● **Given problem**: Reproduce every line of the data below without altering a single character.

--- --- ---

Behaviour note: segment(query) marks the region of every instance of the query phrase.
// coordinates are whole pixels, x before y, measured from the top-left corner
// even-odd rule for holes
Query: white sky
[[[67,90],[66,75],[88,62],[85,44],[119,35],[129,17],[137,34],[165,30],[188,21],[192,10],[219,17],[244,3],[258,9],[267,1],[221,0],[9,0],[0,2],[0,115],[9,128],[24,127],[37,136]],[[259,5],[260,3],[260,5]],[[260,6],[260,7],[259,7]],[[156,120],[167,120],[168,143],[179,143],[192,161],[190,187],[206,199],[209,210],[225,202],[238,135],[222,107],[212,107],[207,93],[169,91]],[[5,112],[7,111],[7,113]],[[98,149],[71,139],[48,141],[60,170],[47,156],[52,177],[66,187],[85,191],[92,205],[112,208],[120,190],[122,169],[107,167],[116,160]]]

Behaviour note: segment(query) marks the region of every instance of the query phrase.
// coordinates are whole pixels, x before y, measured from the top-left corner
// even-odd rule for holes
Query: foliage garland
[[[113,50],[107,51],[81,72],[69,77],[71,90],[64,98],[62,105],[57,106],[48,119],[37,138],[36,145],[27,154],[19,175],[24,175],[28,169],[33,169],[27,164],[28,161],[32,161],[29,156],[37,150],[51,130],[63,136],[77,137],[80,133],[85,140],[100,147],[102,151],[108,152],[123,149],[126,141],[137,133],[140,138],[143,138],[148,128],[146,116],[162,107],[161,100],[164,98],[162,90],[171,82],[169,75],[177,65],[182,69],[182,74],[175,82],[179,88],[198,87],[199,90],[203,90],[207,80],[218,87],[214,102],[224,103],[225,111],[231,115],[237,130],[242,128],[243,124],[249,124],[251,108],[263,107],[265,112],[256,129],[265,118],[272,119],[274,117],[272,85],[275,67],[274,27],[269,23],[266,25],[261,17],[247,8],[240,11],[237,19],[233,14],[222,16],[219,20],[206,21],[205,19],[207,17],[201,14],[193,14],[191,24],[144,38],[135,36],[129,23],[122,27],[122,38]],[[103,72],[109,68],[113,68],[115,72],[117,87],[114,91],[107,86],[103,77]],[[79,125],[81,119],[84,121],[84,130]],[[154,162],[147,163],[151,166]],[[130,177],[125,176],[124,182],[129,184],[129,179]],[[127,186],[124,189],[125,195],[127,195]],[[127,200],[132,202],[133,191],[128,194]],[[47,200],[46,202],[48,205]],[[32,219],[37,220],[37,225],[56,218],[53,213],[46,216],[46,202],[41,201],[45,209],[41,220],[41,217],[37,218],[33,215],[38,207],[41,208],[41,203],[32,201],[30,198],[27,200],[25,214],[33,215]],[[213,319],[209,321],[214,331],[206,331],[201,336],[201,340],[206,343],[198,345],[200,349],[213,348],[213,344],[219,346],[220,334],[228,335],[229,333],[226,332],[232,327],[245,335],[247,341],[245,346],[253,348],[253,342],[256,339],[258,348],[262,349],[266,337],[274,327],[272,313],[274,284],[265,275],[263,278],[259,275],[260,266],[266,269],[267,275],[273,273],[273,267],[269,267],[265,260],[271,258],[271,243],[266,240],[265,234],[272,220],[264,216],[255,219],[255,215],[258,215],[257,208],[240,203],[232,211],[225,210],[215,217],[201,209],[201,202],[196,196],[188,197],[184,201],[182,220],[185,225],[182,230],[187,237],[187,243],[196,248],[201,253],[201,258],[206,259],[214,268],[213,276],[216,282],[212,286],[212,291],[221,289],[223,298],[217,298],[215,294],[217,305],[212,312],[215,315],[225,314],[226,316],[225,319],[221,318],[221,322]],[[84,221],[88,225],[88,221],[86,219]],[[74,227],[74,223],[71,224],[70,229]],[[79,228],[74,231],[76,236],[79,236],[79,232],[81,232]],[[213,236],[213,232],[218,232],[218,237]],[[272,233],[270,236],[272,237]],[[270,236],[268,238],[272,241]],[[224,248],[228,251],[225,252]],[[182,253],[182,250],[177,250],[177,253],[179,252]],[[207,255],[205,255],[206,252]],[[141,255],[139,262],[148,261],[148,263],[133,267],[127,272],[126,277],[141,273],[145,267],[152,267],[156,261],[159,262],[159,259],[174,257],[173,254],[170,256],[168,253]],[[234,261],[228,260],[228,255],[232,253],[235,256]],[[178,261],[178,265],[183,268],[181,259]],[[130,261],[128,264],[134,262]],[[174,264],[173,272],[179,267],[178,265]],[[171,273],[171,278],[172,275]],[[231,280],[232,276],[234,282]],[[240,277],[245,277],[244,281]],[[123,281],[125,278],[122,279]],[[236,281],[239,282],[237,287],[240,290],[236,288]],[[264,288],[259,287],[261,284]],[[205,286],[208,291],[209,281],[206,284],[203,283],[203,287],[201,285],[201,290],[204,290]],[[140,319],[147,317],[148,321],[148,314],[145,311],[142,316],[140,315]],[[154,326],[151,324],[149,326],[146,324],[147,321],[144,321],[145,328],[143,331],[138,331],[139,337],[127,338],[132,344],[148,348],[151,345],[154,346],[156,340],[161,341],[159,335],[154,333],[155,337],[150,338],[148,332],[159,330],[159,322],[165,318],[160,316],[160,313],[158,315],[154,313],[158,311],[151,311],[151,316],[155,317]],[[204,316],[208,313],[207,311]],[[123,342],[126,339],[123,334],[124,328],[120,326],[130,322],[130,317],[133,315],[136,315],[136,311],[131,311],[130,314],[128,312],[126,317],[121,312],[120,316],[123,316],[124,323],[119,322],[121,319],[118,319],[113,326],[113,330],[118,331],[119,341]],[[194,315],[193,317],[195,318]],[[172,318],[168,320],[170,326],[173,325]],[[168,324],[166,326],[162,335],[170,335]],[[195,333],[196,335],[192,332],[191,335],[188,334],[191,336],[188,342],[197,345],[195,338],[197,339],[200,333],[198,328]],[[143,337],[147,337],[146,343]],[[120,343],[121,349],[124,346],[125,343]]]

--- --- ---

● **Complete output**:
Behaviour note: segment(query) marks the region of every instance of the query phrase.
// coordinates are whole pixels, x before y, measured from the top-left corner
// even-odd rule for holes
Query: white sky
[[[67,90],[66,75],[88,62],[85,44],[119,35],[129,17],[137,34],[165,30],[188,21],[192,10],[219,17],[244,3],[258,9],[267,1],[221,0],[9,0],[0,2],[0,115],[9,128],[24,127],[37,136]],[[259,5],[260,3],[260,5]],[[260,6],[260,7],[259,7]],[[156,120],[167,120],[168,143],[179,143],[192,161],[190,187],[206,199],[209,210],[225,202],[238,135],[222,107],[212,107],[207,93],[169,91]],[[5,112],[7,111],[7,113]],[[98,149],[71,139],[48,141],[60,170],[47,156],[52,177],[66,187],[85,191],[92,205],[112,208],[120,190],[122,169],[107,167],[116,160]]]

Behaviour note: segment(query) marks the region of every instance of the query phrase.
// coordinates are whole pixels, x before y, measured from the top-left corner
// even-odd rule for holes
Query: foliage garland
[[[113,50],[107,51],[81,72],[69,77],[71,90],[64,98],[62,105],[57,106],[48,119],[37,138],[36,145],[27,154],[19,175],[24,175],[28,169],[33,169],[27,164],[28,161],[32,161],[29,156],[37,150],[51,130],[63,136],[77,137],[80,133],[85,140],[100,147],[102,151],[108,152],[123,149],[126,141],[137,133],[140,138],[143,138],[148,128],[146,116],[162,107],[161,100],[164,98],[162,90],[171,82],[169,75],[177,65],[182,69],[182,74],[175,82],[179,88],[198,87],[199,90],[203,90],[207,80],[218,87],[214,102],[224,103],[225,111],[231,115],[237,130],[242,128],[243,124],[249,124],[251,108],[263,107],[265,112],[256,129],[265,118],[272,119],[274,117],[272,85],[275,67],[274,27],[269,23],[266,25],[261,17],[247,8],[240,11],[237,19],[233,14],[222,16],[219,20],[206,21],[205,19],[207,17],[201,14],[193,14],[191,24],[144,38],[135,36],[129,23],[122,27],[122,38]],[[103,72],[109,68],[113,68],[115,72],[117,87],[114,91],[107,86],[103,77]],[[79,125],[81,119],[84,121],[84,130]],[[154,162],[147,163],[151,166]],[[130,177],[125,176],[124,182],[129,184],[129,179]],[[127,186],[124,189],[125,195],[127,195]],[[127,200],[132,202],[133,191],[128,194]],[[47,200],[46,202],[48,205]],[[32,219],[37,220],[37,225],[56,218],[53,213],[46,216],[46,202],[41,201],[45,209],[41,220],[41,217],[37,218],[33,215],[38,207],[41,208],[41,203],[32,201],[30,198],[27,200],[25,214],[33,215]],[[213,319],[209,321],[214,331],[206,331],[201,336],[201,340],[206,343],[198,345],[200,349],[213,348],[213,344],[219,346],[220,334],[228,335],[229,333],[226,332],[232,327],[245,335],[247,341],[245,346],[253,348],[253,342],[256,339],[258,348],[262,349],[266,337],[274,327],[272,313],[274,284],[265,275],[263,278],[259,275],[260,266],[266,269],[267,275],[273,273],[273,267],[269,267],[265,260],[271,258],[271,243],[266,240],[265,234],[272,220],[264,216],[255,219],[255,215],[258,215],[257,208],[240,203],[232,211],[225,210],[215,217],[201,209],[201,202],[196,196],[188,197],[184,201],[182,220],[185,225],[182,230],[187,237],[187,243],[196,248],[201,253],[201,258],[206,259],[214,268],[213,276],[216,282],[212,286],[212,291],[221,289],[223,298],[217,298],[215,294],[217,305],[212,312],[215,315],[225,314],[226,316],[225,319],[221,318],[221,322]],[[84,221],[88,225],[88,221],[86,219]],[[74,227],[74,223],[71,224],[70,229]],[[79,228],[74,231],[76,236],[79,236],[79,232],[81,232]],[[213,236],[213,232],[218,232],[218,237]],[[272,233],[270,236],[272,237]],[[270,236],[268,238],[272,241]],[[224,248],[228,251],[225,252]],[[182,253],[182,250],[177,250],[177,253],[179,252]],[[207,255],[205,255],[206,252]],[[141,255],[139,262],[148,261],[148,263],[133,267],[127,272],[126,277],[141,273],[145,267],[152,267],[156,261],[159,262],[159,259],[174,257],[173,254],[170,256],[168,253]],[[234,261],[228,260],[228,255],[232,253],[235,256]],[[178,261],[178,265],[183,268],[181,259]],[[130,261],[128,264],[134,262]],[[174,264],[173,272],[179,267],[178,265]],[[171,273],[171,278],[172,275]],[[231,280],[232,276],[234,282]],[[240,277],[245,277],[244,281]],[[123,281],[125,278],[122,279]],[[236,281],[239,282],[237,287],[240,290],[236,288]],[[264,288],[259,287],[261,284]],[[205,286],[208,291],[209,281],[206,284],[203,283],[203,287],[201,285],[201,290],[204,290]],[[140,319],[147,317],[148,321],[148,314],[145,311],[142,316],[140,315]],[[154,326],[151,324],[149,326],[146,324],[147,321],[144,321],[145,328],[143,331],[138,331],[139,337],[127,338],[132,344],[148,348],[151,345],[154,346],[156,340],[161,341],[159,335],[154,333],[155,337],[150,338],[148,332],[159,330],[159,322],[165,318],[160,316],[160,313],[158,315],[154,313],[158,311],[151,311],[151,316],[155,317]],[[204,316],[208,313],[207,311]],[[123,342],[126,339],[123,334],[124,328],[120,326],[130,322],[130,317],[133,315],[136,315],[136,311],[131,311],[130,314],[128,312],[126,317],[121,312],[120,316],[123,316],[124,323],[119,322],[121,319],[118,319],[113,326],[113,330],[118,331],[119,341]],[[194,315],[193,317],[195,318]],[[172,318],[168,320],[170,326],[173,325]],[[168,324],[166,326],[162,335],[170,335]],[[195,333],[196,335],[192,332],[191,335],[188,334],[191,336],[188,342],[197,345],[195,338],[197,339],[200,333],[198,328]],[[143,337],[147,337],[146,343]],[[120,343],[121,349],[124,346],[125,343]]]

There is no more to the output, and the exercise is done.